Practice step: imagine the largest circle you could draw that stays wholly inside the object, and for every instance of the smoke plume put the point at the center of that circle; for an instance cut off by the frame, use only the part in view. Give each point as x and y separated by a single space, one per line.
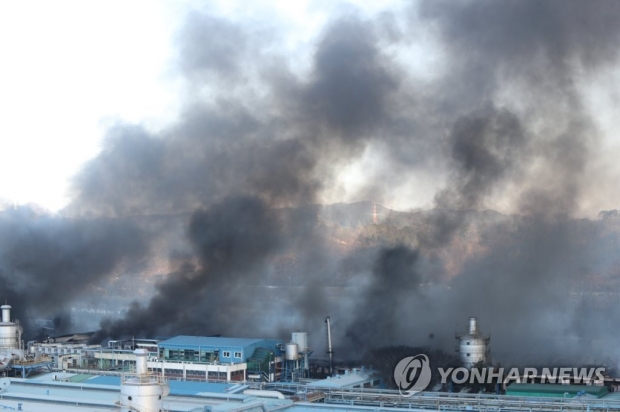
492 116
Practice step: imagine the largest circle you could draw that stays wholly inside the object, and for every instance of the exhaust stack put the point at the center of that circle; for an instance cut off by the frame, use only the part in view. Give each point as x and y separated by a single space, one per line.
330 351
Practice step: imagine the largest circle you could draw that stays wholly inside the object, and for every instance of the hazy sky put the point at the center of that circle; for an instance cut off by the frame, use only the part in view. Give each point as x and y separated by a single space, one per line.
71 69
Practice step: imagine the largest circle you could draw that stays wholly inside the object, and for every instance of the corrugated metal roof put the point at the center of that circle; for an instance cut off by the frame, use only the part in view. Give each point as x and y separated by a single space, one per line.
558 390
217 341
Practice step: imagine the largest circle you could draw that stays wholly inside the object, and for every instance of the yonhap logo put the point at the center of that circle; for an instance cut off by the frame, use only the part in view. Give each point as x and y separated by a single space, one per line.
412 374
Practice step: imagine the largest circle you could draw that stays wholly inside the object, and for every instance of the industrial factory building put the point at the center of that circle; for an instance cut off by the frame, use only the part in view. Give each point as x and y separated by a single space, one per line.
218 358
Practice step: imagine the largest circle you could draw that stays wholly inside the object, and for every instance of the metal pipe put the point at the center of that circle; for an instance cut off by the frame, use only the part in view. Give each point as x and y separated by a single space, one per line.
330 350
473 326
263 393
6 313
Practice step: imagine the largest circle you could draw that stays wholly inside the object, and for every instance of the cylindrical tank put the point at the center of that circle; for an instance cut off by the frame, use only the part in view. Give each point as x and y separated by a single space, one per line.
473 326
141 355
143 391
301 339
292 352
472 350
473 347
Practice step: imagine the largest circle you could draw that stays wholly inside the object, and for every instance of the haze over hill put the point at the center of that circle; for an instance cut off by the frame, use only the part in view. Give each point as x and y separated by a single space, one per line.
220 205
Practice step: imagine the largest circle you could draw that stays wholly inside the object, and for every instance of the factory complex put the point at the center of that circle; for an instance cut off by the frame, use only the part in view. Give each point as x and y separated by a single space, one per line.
227 374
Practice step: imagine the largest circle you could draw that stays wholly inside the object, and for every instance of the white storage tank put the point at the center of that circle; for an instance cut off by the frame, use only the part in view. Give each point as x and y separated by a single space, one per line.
10 332
473 346
143 391
301 339
291 352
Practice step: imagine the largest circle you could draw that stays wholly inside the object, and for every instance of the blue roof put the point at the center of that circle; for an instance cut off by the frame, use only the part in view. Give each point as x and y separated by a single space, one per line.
184 340
176 387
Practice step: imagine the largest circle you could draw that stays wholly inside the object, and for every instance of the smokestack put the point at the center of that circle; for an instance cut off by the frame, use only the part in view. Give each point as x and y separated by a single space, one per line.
6 313
330 351
141 355
473 326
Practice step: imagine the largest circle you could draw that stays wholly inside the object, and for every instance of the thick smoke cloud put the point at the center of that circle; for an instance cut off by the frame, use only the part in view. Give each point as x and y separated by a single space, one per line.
44 260
517 273
259 145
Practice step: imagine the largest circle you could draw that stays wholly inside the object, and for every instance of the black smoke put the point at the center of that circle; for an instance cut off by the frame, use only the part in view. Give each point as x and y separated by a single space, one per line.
501 123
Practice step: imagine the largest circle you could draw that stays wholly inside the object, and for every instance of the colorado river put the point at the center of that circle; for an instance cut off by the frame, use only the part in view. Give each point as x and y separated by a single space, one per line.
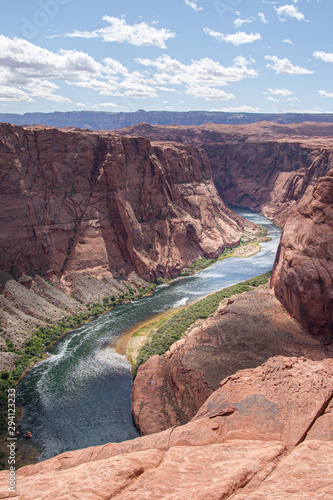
80 395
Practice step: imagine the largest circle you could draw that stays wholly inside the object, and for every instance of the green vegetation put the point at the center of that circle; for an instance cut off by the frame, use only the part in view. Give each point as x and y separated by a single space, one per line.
34 349
197 265
175 328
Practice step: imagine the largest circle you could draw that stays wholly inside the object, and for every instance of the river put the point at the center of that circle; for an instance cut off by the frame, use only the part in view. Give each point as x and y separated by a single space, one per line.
80 395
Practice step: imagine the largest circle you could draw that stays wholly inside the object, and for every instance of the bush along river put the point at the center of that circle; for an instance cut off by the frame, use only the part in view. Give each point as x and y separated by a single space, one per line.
80 395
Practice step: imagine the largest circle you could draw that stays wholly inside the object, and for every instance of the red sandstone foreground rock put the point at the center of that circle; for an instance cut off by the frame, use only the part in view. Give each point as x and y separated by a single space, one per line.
169 390
303 271
263 166
90 214
241 442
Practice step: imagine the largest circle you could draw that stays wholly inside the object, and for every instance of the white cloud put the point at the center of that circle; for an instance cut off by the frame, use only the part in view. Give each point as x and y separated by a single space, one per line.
100 86
262 17
25 61
239 22
289 11
140 35
104 105
201 78
236 39
324 56
166 89
12 94
238 109
272 99
28 69
193 4
324 93
279 92
208 93
205 71
285 67
313 110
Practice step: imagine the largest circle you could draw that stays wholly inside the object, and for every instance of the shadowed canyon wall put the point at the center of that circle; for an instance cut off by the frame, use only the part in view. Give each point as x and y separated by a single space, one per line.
303 272
107 205
263 166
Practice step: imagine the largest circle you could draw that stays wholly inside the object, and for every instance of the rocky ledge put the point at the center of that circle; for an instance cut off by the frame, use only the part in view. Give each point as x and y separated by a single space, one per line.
245 331
265 433
264 166
303 272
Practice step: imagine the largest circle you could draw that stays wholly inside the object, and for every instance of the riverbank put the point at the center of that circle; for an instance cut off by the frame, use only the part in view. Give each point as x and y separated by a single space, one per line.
133 340
86 384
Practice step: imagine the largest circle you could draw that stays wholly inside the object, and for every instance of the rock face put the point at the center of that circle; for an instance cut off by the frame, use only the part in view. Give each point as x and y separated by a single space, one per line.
169 390
303 271
103 205
266 167
103 120
240 444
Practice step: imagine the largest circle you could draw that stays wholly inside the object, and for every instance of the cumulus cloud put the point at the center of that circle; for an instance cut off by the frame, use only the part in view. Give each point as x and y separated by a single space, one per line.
12 94
140 35
279 92
29 70
324 93
193 4
285 67
324 56
289 11
239 22
202 78
236 38
208 93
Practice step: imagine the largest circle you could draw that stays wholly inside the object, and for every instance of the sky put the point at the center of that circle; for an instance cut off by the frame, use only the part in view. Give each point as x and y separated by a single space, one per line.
266 56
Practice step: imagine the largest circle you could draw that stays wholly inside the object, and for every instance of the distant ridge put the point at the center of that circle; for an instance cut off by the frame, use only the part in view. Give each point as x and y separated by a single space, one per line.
103 120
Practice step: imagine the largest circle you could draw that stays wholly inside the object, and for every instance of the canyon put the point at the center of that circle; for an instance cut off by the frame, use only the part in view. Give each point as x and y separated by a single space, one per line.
265 166
88 215
108 210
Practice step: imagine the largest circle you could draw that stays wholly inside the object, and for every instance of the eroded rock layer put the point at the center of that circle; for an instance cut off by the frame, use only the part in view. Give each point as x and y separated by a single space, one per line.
263 166
251 439
303 271
247 331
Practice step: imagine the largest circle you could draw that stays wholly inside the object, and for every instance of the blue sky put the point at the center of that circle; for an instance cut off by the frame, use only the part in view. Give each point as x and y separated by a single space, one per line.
229 55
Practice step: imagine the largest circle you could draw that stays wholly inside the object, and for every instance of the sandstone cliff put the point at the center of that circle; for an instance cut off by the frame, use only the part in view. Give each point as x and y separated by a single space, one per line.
265 433
243 333
303 271
104 205
263 166
93 214
103 120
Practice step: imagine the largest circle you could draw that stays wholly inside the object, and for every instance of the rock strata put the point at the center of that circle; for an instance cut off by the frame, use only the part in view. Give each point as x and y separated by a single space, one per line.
241 444
104 205
90 215
264 166
245 332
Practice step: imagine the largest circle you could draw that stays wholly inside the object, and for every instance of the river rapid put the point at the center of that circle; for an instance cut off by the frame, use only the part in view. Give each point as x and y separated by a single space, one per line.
80 395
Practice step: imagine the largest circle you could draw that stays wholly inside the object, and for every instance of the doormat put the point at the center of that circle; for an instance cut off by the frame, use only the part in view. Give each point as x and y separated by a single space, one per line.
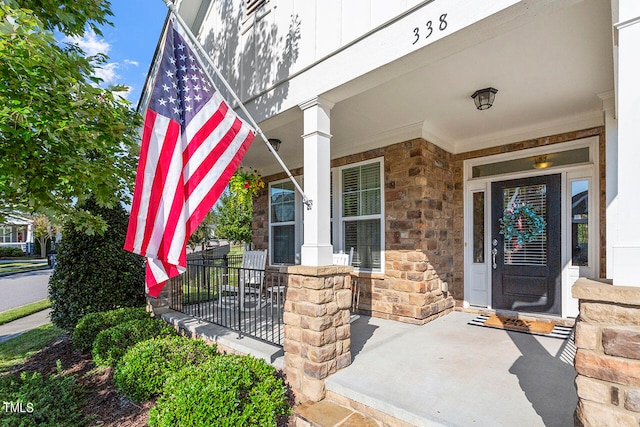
519 325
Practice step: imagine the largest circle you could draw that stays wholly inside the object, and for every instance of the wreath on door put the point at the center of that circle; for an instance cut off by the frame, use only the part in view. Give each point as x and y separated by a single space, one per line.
522 223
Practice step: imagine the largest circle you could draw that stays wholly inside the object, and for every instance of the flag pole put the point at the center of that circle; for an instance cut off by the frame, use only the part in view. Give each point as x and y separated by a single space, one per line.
308 202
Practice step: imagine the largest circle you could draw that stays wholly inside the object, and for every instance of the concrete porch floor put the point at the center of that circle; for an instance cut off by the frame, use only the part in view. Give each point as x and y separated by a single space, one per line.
454 374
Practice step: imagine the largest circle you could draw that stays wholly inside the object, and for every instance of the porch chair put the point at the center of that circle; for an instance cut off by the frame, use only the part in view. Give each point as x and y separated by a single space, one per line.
250 277
343 259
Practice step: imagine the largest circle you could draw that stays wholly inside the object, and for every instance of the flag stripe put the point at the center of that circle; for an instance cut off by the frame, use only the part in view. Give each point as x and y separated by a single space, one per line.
135 206
210 198
162 173
192 143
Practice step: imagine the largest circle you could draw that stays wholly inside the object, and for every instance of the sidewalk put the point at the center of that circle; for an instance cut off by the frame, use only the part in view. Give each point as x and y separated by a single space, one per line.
24 324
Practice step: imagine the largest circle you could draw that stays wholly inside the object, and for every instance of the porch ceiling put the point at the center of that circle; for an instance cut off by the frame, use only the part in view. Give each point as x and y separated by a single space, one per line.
548 69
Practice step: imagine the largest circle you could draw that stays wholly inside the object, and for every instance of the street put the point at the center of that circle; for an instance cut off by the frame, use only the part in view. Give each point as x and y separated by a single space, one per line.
23 288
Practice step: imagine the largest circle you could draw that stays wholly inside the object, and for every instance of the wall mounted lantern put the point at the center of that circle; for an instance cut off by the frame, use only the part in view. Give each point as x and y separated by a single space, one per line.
275 143
483 98
541 162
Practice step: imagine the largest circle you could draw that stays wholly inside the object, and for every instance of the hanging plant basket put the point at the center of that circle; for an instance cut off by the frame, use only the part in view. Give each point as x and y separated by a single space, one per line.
522 224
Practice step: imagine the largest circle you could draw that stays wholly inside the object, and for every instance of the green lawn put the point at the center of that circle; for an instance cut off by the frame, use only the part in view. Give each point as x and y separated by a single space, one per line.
23 310
18 349
19 266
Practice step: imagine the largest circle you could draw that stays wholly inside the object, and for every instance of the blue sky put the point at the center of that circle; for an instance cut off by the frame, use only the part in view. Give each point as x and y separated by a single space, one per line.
129 43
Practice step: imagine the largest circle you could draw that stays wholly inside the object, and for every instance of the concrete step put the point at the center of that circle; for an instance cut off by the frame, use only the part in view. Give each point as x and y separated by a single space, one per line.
329 414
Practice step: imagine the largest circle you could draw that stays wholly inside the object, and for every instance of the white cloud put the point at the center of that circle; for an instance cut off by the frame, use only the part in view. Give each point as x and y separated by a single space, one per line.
90 43
107 73
125 93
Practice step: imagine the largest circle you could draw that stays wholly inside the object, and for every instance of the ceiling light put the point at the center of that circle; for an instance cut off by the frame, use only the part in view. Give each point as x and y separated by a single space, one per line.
275 143
483 98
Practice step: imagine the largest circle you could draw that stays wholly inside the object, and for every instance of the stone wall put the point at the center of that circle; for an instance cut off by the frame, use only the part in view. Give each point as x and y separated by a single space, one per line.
424 225
423 232
317 329
608 354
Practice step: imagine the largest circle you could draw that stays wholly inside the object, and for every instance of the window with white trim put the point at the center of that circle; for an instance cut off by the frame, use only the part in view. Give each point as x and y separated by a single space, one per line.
357 201
282 220
361 214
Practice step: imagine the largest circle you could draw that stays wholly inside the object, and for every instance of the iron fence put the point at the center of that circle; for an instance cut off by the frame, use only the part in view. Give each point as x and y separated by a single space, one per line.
220 291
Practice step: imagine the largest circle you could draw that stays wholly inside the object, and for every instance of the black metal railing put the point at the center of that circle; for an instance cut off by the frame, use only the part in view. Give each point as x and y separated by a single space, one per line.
220 291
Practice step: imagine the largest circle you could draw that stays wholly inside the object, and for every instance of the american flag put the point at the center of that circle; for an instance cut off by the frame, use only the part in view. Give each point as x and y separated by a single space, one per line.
192 143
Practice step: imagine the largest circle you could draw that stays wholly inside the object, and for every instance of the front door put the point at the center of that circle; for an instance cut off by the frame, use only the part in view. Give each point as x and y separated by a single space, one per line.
525 244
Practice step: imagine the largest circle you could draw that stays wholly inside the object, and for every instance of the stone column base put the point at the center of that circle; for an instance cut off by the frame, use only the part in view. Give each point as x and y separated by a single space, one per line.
608 354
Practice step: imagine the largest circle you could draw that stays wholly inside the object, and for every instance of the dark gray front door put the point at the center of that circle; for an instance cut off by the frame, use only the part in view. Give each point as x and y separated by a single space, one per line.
526 275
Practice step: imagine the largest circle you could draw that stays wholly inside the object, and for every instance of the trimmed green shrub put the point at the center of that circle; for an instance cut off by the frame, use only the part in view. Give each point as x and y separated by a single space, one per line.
11 252
143 370
37 401
227 390
93 273
111 344
88 328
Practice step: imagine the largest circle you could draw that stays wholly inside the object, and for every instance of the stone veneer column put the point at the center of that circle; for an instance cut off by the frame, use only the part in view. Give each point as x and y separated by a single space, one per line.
608 356
317 333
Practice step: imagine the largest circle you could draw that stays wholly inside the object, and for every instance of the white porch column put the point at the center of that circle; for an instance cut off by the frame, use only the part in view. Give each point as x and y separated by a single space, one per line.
611 137
626 249
317 249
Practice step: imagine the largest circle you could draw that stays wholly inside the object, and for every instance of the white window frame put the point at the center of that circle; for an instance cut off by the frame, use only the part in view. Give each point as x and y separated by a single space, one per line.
338 220
297 223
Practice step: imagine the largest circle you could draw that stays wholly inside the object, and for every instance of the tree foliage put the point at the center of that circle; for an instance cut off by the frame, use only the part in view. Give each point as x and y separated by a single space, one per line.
44 230
63 139
202 234
233 214
93 273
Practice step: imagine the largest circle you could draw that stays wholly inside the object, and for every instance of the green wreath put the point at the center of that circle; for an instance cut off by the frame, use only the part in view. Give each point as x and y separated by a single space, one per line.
522 223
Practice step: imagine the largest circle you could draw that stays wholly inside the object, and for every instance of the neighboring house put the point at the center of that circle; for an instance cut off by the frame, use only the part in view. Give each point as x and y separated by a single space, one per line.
17 232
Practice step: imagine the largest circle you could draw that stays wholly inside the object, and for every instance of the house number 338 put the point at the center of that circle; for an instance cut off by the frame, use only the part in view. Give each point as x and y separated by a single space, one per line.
430 28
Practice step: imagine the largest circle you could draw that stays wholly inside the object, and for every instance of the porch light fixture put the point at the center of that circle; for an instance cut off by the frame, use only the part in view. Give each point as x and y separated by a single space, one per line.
275 143
541 162
483 98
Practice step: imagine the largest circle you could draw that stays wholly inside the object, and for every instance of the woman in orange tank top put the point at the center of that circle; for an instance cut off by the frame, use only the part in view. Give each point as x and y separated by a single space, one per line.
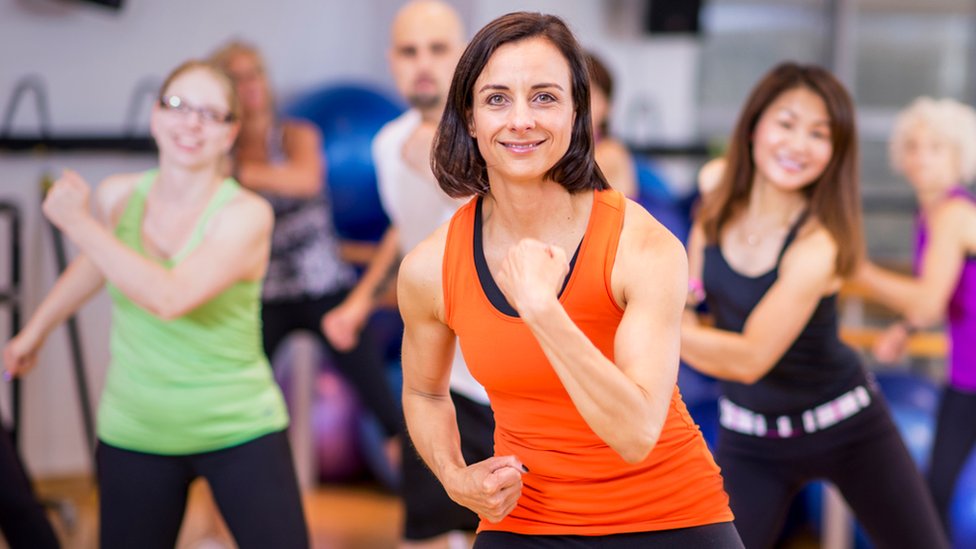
566 299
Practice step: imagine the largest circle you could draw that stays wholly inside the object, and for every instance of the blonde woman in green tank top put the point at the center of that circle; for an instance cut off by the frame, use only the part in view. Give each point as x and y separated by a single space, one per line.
182 251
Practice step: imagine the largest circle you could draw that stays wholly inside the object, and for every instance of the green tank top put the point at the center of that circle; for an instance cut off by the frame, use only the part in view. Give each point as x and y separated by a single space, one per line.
198 383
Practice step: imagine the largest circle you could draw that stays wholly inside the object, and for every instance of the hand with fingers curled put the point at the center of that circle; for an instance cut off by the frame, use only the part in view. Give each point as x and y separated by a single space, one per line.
66 203
491 488
532 275
20 355
343 324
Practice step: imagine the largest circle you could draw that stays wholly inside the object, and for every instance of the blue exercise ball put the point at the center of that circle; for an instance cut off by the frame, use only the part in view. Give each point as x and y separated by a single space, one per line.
904 388
696 387
705 414
349 116
654 195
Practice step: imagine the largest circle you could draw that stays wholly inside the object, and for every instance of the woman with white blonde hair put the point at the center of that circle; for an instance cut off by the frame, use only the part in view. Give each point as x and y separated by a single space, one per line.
934 146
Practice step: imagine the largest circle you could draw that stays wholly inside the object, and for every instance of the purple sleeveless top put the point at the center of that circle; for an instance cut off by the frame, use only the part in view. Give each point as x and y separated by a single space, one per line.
961 314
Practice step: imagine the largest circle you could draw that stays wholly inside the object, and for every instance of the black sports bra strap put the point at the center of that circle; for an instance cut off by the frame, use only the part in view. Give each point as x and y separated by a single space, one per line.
791 235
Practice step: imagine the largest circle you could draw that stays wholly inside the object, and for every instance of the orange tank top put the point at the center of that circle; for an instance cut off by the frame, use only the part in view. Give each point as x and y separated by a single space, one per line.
576 484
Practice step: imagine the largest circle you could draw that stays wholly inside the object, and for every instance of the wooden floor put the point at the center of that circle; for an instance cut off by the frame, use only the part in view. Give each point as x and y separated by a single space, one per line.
339 517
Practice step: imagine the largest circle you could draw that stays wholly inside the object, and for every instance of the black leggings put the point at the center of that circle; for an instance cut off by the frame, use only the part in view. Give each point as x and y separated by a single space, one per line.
710 536
864 456
362 366
22 519
142 497
955 436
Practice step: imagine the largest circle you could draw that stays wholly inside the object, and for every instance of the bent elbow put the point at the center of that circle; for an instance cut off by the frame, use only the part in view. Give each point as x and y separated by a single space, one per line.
753 372
639 447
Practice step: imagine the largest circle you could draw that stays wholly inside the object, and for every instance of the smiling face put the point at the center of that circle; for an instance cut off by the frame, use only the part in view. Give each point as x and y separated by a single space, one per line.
522 112
187 136
791 144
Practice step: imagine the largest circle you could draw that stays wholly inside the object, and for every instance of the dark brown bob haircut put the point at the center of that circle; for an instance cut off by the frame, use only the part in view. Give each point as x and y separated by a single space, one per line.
455 159
834 198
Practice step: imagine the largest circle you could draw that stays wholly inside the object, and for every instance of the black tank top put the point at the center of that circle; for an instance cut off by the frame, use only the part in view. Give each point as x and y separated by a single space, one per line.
816 368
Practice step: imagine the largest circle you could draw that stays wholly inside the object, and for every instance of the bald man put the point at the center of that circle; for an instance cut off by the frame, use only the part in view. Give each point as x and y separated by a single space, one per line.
426 41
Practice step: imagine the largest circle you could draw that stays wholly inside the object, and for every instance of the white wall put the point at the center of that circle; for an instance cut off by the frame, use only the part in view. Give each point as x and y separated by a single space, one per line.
92 59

· · · ·

With the line that contains "the white wall" as the first and the final line of the data as the last, repeat every line in that span exactly.

Practice step: imagine the largest circle you could draw that stays wholly inside the object, and for every instance of the white wall put the point at the center of that circle; for an instance cut off by the frame, use only the part in view. Give each point as x and y separated by a single space, one per line.
92 59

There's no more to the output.